# Stated goal
Copy out every line below that contains the string "leaf", matching case exactly.

--- START Data for the task ---

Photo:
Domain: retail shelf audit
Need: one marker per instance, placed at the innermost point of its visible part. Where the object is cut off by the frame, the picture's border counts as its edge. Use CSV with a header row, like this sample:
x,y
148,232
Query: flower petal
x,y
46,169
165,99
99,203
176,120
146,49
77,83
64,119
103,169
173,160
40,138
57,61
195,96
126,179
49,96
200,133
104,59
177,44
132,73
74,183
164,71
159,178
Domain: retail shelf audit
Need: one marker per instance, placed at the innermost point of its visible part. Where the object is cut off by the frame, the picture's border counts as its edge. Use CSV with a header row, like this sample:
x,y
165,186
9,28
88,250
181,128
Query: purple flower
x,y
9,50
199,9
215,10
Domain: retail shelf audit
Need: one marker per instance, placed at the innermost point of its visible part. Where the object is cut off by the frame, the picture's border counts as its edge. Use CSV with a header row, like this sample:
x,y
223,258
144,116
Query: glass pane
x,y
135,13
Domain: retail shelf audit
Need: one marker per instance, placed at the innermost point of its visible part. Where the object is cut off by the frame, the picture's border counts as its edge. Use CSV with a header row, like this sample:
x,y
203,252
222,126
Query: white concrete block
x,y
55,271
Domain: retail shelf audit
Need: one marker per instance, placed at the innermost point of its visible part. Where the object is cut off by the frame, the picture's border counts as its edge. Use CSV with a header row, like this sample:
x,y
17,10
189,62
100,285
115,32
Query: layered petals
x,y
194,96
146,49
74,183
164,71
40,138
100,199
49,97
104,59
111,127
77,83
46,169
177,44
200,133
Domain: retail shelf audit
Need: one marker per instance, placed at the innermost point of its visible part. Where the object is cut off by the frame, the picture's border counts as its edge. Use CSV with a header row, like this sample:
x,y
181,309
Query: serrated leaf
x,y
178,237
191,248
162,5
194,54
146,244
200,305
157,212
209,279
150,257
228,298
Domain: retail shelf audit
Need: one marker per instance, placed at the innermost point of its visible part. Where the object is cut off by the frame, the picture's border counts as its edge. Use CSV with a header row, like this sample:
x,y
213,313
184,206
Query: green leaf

--- END Data for the task ---

# Reply
Query: serrated leaf
Query: green leaf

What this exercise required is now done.